What to work on ->
- 1) Duplicate the records below, from the line containing "of the overcast" through the end of the records, inclusive, and omit the pictures.
- 2) Carry on the account below of the Bakweri Elephant Society, starting from the point at which it stops.

Selected passage ->
***
By Edwin Ardener (in Nigeria No. 60, pp. 31-8, 1959)
The Bakweri are a small tribe of some 16,000 people who live on the slopes of the Cameroon Mountain. They are quiet and reserved and are not widely known outside the Southern Cameroons despite the fact that both the Premier of the Southern Cameroons, Dr. E. M. L. Endeley, and the capital, Buea, are Bakweri.
Not many non Bakweri have the opportunity of witnessing their ceremonies, and it is rarely indeed that the participants will allow photographs to be taken. As members of the Elephant Society Mr. Mbwaye and I were in a privileged position.
This is the season when the annual dances of the society (Njoku Male) are held. Members, in the higher grades at least, claim the power to own elephant 'doubles' into which they can change at will. There are four grades in Male known as Love, Venjuka, Tamba and Vekpa which have an ascending scale of entrance fees, and which are open to men only.
Mr. Mbwaye, the Southern Cameroons Information Service photographer, is a member of Tamba. A member with an elephant double is thought to be able to trample on the farms of his enemies in elephant form, and to transport himself (and any friends he may link arms with) at tremendous speeds from place to place. Such a member must however take the risk that if his elephant double is killed by a hunter he too will suddenly die.
The society came from Womboko on the other side of the Cameroon Mountain. It was there that the belief in the power to change into an elephant (njoku) seems to have been grafted on to the widespread Male society, which, without this belief, is found all over the inland Kumba Division. A number of Bakweri villages have the society. The most well known is Wokpaongo near Buea, but less accessible villages such as Mafanja, Wova and Gbasa can sometimes show more of the traditional features of the society.
The evening before the annual dance of a society a bonfire is lit (ewond' a Male), and that night members are believed to enter their elephant bodies and trample through the bush. Next morning, as I saw one year at Mafanja, the damage is visible on neighbouring farms, although it must be said that the `elephants' seemed to have scrupulously avoided plots in use.
On the next day, usually nowadays a Sunday, the public is allowed to witness a dim reflection of these activities in the annual dance.
First there is a general dance of the members of the society dressed in head and waist cloths, with their bodies smeared with red mud and decked with vegetation of various kinds. This dance is known as Veambe and the participants, some of whom are quite young children, wind in and out of the village to the rhythm of the drums. This is said to represent the movement of the elephant herd through the forest, but some of the members almost seem to be dressed to resemble the forest itself. Most of the old meaning of this dance is lost and young members view it as an opportunity for bizarre fancy dress.
***
Records shown ->
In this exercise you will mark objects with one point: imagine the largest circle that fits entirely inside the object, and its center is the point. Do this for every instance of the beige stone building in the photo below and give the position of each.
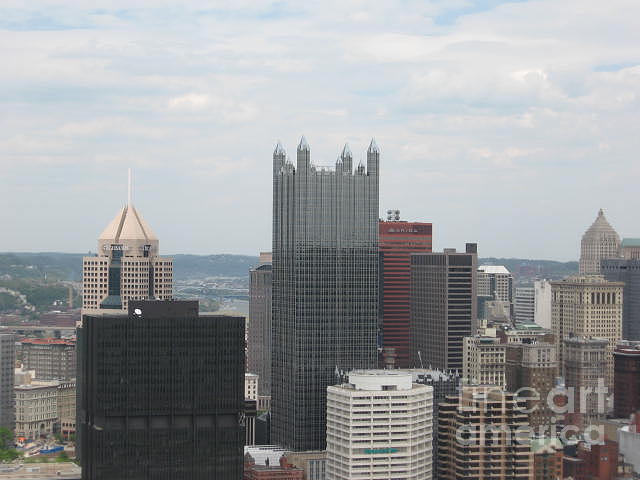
(36, 409)
(598, 242)
(588, 306)
(493, 449)
(484, 359)
(127, 266)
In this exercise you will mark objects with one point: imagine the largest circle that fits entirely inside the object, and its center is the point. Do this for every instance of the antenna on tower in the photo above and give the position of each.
(129, 190)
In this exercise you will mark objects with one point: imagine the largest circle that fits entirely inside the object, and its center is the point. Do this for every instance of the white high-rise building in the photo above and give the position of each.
(379, 426)
(126, 267)
(600, 241)
(542, 305)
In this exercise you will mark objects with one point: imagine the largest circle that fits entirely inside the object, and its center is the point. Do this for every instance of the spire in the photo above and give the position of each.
(303, 145)
(346, 152)
(373, 146)
(279, 150)
(129, 190)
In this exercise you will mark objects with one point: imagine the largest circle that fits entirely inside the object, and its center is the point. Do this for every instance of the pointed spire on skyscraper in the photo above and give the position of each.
(373, 147)
(303, 145)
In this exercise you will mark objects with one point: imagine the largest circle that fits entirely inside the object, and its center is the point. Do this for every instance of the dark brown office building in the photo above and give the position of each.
(398, 240)
(443, 306)
(626, 379)
(160, 394)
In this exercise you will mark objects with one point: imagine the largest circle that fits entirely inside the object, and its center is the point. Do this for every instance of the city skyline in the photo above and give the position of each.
(469, 103)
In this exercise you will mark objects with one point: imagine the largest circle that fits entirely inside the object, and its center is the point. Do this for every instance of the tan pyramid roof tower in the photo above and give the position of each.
(127, 265)
(598, 242)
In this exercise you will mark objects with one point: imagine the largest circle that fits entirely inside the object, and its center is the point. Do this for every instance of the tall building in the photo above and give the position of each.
(126, 267)
(588, 306)
(379, 425)
(443, 306)
(600, 241)
(524, 305)
(484, 359)
(542, 303)
(259, 330)
(488, 447)
(534, 364)
(398, 240)
(585, 369)
(160, 393)
(325, 286)
(627, 271)
(7, 364)
(51, 358)
(626, 382)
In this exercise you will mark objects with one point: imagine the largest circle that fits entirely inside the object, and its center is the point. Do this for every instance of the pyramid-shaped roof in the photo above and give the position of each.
(128, 224)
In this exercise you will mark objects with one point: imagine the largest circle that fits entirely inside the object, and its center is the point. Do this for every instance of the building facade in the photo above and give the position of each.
(484, 359)
(126, 267)
(627, 271)
(36, 409)
(379, 425)
(587, 306)
(259, 328)
(585, 369)
(626, 381)
(325, 286)
(600, 241)
(161, 393)
(492, 449)
(398, 240)
(524, 305)
(51, 358)
(443, 306)
(7, 380)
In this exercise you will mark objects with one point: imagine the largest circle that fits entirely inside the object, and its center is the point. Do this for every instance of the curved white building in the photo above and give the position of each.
(598, 242)
(379, 426)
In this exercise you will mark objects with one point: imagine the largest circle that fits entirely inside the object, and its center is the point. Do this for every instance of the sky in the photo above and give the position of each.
(507, 123)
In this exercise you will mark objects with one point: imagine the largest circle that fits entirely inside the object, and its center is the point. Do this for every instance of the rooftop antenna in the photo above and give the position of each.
(129, 190)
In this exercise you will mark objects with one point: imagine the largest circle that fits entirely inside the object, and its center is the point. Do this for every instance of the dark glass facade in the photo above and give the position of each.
(325, 287)
(443, 306)
(161, 394)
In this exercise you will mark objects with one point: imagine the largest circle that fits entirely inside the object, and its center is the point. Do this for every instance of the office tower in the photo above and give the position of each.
(379, 425)
(126, 267)
(7, 364)
(524, 305)
(496, 282)
(627, 271)
(626, 382)
(585, 368)
(36, 409)
(325, 286)
(160, 393)
(489, 446)
(51, 358)
(630, 248)
(534, 365)
(542, 303)
(398, 240)
(443, 306)
(547, 458)
(587, 306)
(484, 359)
(259, 329)
(600, 241)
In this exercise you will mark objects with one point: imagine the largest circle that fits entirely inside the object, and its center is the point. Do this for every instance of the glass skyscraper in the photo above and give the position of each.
(325, 286)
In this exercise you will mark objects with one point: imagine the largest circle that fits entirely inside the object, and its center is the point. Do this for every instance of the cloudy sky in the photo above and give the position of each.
(505, 123)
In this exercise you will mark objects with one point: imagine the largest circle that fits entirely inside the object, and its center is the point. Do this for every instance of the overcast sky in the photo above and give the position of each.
(505, 123)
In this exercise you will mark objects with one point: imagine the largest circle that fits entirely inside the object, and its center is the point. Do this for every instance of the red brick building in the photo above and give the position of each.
(398, 240)
(626, 379)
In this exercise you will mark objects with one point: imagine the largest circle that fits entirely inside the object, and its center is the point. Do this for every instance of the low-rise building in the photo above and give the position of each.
(36, 409)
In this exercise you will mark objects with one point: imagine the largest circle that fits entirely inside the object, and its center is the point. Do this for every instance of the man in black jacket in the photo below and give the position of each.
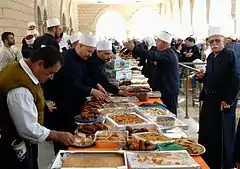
***
Per-task answers ->
- 1)
In this exercise you will mark objects with one point: imagine the largest circle that fits entirely inside the object, and its center is the point. Do this for every instance of the overcast sky in the photo above and give the position of each.
(505, 123)
In this exercise you will mark objects with one point: imagine the largest circle that fits entirely inside the object, and its center is the point. Do this for every instance of the red brick building in the photo above and give the position of each.
(398, 240)
(626, 379)
In this exercise you will mark objects with one point: imagine the largest circle that fits entirely inside the object, and its center is the point. Do this for every instance of the low-rise building in the photo above and give the position of each.
(36, 409)
In this exercise you will mark objects with one point: imagine the largest circle that fits entirely inside the object, and its center is the point. Do this for every instance of the man in black jacket in the photo below and give the position of each.

- 2)
Then comes the spectacular part of the ceremony the entry of the elephants themselves (njoku), not, alas, the real elephant doubles, but representations suitable for public view. The njoku are dressed from the waist down in large spreading skirts of palm frond, while the rest of the bodies and the beads and arms of the dancers are completely enclosed in loose head dresses of sacking with a shaggy covering of raffia. From these extend `tusks' of iron wood, held from inside by the dancer. The whole head dress is extensible to twice the height by raising the tusks at arm's length above the head. As the njoku dance they stamp their feet, and `lisonjo' nut shells round their ankles make a rhythmic rattling. Senior members of the society pretend to hunt the elephants, and the elephants in their turn charge at the hunters and strike their tusks furiously into the ground.
After a time the elephant dancers rest and the popular `clown' of the society comes on. This is Moseke, a dancer covered in a net costume from head to foot, with yellow garden eggs for eyes. There is a special Moseke drum theme with a catchy rhythm, and the spectators join in with clapping. His appearance is eagerly awaited and be has to be a good dancer or suffer the criticism of the crowd. At the end of his performance, after some humorous by play, Moseke is presented with a fowl by one of the senior members. This year I noticed that at Wokpaongo he only received an empty dish, the members having failed to make the necessary subscription in time. On the other hand his dancing in general opinion did not reach the standard of great Mosekes of other years.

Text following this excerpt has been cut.